**TASK DESCRIPTION:** Within the records below is a range that opens at the line with "output x=774, y=3." and closes at the line with "Question. Give the pixel coordinates of a point on the mercedes". Return that range word for word, both ends included, and only that range.

**GIVEN RECORDS:**

[Start of Attachment]

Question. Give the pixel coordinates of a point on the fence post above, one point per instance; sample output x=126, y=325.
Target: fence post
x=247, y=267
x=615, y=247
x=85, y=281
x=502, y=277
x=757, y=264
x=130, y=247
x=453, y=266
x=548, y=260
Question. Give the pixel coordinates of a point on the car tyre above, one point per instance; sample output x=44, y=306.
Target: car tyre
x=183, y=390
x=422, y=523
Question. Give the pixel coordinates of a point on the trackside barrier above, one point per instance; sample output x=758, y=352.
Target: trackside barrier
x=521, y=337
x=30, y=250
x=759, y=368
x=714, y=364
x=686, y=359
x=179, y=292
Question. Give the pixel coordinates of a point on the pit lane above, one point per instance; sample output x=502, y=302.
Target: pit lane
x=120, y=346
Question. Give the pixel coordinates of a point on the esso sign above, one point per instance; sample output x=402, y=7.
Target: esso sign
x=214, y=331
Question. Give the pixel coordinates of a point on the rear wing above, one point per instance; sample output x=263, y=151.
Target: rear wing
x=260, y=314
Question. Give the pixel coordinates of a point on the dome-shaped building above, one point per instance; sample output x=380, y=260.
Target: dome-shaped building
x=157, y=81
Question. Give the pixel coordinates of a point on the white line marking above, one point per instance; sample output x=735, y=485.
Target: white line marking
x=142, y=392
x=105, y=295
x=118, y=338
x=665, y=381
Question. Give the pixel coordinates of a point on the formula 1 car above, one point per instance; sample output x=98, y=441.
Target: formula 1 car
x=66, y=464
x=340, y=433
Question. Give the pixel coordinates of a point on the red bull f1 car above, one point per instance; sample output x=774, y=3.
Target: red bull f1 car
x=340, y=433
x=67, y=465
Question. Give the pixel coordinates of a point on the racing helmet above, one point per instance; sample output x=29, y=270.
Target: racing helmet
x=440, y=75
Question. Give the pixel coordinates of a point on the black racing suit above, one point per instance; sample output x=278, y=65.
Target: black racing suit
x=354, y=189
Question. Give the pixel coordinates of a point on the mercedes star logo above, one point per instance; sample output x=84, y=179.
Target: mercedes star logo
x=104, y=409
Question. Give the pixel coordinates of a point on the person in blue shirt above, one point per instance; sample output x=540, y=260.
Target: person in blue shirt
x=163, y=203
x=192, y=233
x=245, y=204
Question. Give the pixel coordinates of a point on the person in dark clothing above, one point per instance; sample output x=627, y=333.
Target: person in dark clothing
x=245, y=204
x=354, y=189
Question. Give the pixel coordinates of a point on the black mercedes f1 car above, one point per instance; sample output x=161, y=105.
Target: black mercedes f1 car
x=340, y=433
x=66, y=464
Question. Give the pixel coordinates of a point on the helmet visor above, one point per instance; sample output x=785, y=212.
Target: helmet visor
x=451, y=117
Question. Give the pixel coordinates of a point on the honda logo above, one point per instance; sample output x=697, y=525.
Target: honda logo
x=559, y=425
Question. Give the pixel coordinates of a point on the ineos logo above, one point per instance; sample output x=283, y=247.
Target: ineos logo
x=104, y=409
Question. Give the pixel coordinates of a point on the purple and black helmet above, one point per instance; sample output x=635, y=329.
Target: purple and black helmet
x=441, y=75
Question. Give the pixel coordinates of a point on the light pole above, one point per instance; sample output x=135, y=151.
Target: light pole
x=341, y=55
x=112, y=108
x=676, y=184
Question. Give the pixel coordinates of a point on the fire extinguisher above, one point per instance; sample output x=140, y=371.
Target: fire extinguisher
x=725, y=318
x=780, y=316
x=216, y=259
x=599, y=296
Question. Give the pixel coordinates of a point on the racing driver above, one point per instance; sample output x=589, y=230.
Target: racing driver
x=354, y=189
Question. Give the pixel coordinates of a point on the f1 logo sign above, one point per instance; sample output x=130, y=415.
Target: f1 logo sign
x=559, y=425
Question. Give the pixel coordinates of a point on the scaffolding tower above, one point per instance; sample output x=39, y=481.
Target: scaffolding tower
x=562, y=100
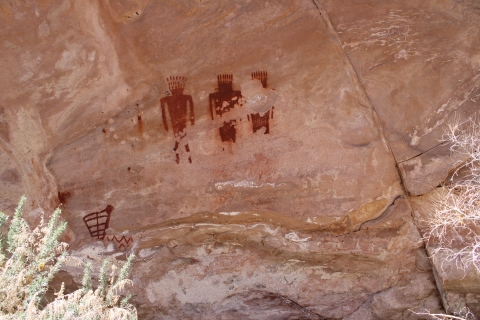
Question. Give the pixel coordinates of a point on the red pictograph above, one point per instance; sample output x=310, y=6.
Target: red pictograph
x=123, y=242
x=97, y=222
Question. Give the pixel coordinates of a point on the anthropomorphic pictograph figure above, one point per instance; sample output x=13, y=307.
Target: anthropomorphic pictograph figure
x=261, y=121
x=221, y=102
x=178, y=105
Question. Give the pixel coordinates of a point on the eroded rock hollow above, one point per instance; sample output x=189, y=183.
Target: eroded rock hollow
x=262, y=159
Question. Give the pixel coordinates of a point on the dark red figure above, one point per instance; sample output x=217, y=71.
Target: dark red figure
x=97, y=222
x=178, y=105
x=259, y=121
x=222, y=101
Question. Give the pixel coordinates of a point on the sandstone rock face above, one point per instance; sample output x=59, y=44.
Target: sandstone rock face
x=250, y=153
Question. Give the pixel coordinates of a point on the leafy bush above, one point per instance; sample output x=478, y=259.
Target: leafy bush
x=29, y=259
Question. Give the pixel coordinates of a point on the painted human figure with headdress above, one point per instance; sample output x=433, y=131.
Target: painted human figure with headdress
x=261, y=120
x=180, y=108
x=221, y=102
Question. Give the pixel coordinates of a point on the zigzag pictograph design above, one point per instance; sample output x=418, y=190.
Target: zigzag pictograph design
x=123, y=242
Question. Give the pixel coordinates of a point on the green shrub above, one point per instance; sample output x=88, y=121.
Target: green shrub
x=29, y=259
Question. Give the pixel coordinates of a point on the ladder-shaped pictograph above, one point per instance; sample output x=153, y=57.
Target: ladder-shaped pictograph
x=97, y=222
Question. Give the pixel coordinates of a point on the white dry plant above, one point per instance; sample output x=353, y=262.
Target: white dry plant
x=29, y=259
x=453, y=228
x=454, y=225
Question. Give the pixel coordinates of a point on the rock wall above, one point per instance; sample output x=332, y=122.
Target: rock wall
x=260, y=158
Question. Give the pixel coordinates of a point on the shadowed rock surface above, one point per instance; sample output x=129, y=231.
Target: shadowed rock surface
x=285, y=194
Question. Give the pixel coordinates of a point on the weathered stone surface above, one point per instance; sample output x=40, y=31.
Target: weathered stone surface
x=459, y=288
x=295, y=209
x=419, y=64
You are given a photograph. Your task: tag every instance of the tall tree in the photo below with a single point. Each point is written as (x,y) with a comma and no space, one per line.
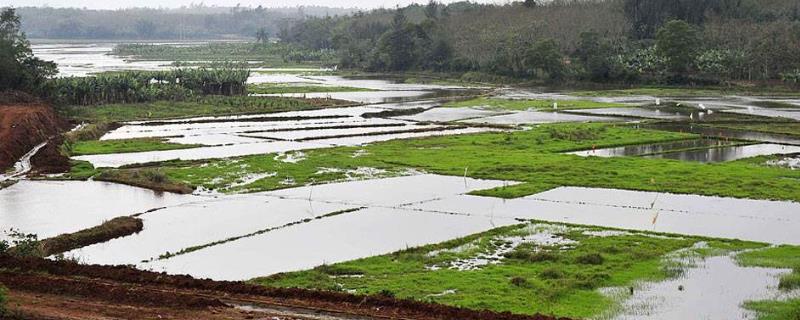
(678,43)
(396,47)
(545,55)
(19,69)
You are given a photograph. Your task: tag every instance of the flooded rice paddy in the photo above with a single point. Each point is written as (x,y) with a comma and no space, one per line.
(343,221)
(238,237)
(51,208)
(637,210)
(261,134)
(710,288)
(698,150)
(80,60)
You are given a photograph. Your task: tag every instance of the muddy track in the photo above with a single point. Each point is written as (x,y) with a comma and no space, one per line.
(24,125)
(128,286)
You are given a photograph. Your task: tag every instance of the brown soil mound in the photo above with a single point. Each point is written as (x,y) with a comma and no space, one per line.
(23,125)
(50,159)
(25,273)
(112,229)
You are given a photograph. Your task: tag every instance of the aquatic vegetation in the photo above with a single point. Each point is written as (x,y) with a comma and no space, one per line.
(144,86)
(195,107)
(533,157)
(279,88)
(87,147)
(560,284)
(539,104)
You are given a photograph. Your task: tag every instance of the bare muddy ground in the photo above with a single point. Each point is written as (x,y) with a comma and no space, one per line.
(66,290)
(709,288)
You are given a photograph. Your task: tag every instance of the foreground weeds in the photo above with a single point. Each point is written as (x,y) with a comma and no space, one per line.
(559,277)
(534,157)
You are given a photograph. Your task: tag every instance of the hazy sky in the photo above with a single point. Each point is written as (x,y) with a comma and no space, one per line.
(116,4)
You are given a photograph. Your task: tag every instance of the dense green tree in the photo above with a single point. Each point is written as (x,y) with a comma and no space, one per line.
(678,43)
(262,37)
(596,55)
(396,46)
(545,56)
(19,69)
(3,300)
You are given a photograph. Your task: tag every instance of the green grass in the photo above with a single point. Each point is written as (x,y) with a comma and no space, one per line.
(776,310)
(203,106)
(776,257)
(787,128)
(87,147)
(506,104)
(776,104)
(270,55)
(531,279)
(280,88)
(688,92)
(81,170)
(533,157)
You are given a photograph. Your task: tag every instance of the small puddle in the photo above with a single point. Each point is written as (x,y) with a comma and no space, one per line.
(655,148)
(50,208)
(23,166)
(536,117)
(709,288)
(725,133)
(728,153)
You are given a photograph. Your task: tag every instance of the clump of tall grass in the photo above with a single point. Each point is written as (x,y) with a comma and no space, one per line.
(142,86)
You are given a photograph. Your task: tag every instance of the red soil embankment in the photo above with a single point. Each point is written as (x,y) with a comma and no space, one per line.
(113,285)
(24,123)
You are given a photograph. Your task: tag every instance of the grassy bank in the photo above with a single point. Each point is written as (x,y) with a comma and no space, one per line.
(534,157)
(559,277)
(281,88)
(541,104)
(114,228)
(150,178)
(199,107)
(691,92)
(87,147)
(786,128)
(776,257)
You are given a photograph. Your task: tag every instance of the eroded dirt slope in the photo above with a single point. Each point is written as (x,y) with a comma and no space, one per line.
(24,123)
(46,289)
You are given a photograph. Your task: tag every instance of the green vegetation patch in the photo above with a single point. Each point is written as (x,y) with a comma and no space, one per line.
(787,128)
(687,92)
(280,88)
(87,147)
(534,157)
(507,104)
(560,277)
(775,310)
(776,257)
(202,106)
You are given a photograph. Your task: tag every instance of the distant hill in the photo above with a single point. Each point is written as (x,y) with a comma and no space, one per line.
(194,22)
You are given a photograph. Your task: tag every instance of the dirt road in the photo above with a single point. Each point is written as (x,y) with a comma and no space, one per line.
(24,124)
(44,289)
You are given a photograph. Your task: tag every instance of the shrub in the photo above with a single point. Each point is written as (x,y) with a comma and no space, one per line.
(3,300)
(790,281)
(551,273)
(591,258)
(525,255)
(386,293)
(338,270)
(22,244)
(519,282)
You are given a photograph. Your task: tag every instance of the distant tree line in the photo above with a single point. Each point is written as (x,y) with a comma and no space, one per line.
(195,22)
(666,41)
(19,69)
(144,86)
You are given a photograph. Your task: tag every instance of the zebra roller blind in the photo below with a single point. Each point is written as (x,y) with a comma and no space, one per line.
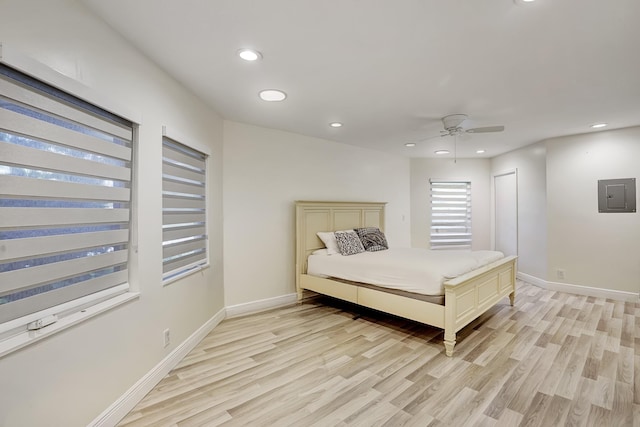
(450,215)
(184,227)
(65,197)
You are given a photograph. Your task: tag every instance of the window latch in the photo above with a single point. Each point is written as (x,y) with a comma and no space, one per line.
(41,323)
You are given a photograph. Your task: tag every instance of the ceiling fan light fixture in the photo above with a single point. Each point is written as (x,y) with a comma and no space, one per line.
(249,54)
(272,95)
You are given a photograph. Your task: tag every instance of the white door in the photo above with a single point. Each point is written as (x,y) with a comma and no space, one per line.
(506,212)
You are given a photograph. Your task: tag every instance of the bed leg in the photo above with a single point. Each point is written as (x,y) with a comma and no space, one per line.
(449,343)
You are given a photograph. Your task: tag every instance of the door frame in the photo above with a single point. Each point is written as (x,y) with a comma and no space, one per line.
(494,227)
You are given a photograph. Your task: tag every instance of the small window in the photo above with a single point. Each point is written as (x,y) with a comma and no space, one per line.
(65,198)
(184,209)
(450,215)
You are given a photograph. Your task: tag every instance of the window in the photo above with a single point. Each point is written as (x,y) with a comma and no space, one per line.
(450,215)
(65,198)
(184,225)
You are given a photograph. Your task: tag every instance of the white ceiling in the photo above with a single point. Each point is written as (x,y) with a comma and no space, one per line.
(389,70)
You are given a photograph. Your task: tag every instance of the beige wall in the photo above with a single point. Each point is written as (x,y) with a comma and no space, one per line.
(71,377)
(530,163)
(265,171)
(595,249)
(475,170)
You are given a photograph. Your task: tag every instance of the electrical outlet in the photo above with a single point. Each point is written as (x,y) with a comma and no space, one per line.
(166,335)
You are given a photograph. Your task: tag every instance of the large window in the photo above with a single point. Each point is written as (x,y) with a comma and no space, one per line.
(450,215)
(184,209)
(65,198)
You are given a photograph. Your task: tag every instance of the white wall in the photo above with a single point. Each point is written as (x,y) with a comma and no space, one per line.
(475,170)
(70,378)
(595,249)
(265,171)
(530,162)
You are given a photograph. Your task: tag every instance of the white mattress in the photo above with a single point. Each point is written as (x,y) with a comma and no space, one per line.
(415,270)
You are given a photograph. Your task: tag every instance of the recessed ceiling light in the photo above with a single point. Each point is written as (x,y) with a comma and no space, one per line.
(272,95)
(249,54)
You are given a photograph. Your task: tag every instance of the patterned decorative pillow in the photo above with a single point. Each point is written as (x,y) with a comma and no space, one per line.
(372,239)
(348,242)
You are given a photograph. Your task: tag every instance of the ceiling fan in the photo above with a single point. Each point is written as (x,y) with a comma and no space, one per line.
(452,126)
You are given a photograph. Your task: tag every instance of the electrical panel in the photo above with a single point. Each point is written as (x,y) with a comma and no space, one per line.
(617,195)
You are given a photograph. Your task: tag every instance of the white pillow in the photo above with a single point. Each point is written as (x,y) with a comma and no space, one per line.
(329,240)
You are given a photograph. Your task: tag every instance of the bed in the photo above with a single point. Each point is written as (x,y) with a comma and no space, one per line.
(465,297)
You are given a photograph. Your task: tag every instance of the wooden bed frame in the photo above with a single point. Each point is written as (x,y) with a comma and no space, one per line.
(466,296)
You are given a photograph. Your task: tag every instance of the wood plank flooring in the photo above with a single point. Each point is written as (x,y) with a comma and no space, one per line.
(554,359)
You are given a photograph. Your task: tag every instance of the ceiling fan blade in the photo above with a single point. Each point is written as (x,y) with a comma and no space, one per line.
(486,129)
(431,137)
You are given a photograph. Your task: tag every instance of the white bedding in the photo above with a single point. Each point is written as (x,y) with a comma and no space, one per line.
(415,270)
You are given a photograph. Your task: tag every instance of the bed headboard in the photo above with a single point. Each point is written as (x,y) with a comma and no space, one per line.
(312,217)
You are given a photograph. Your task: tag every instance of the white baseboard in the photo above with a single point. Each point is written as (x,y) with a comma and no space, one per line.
(121,407)
(261,305)
(580,290)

[End of Attachment]

**TASK OUTPUT:**
Question. Give the pixel coordinates of a point on the red bull f1 car above, one point per instance; sample output x=774, y=3.
Target: red bull f1 car
x=340, y=433
x=67, y=465
Question. Give the pixel coordinates of a point on the racing helmet above, one point per instance; sample output x=29, y=270.
Target: racing helmet
x=440, y=75
Question. Give the pixel coordinates of a point on the black racing suit above, one point per instance; sample output x=278, y=65.
Target: black racing suit
x=354, y=189
Question. Give the pixel coordinates of a point on the mercedes star logo above, one point per instance; sample output x=84, y=179.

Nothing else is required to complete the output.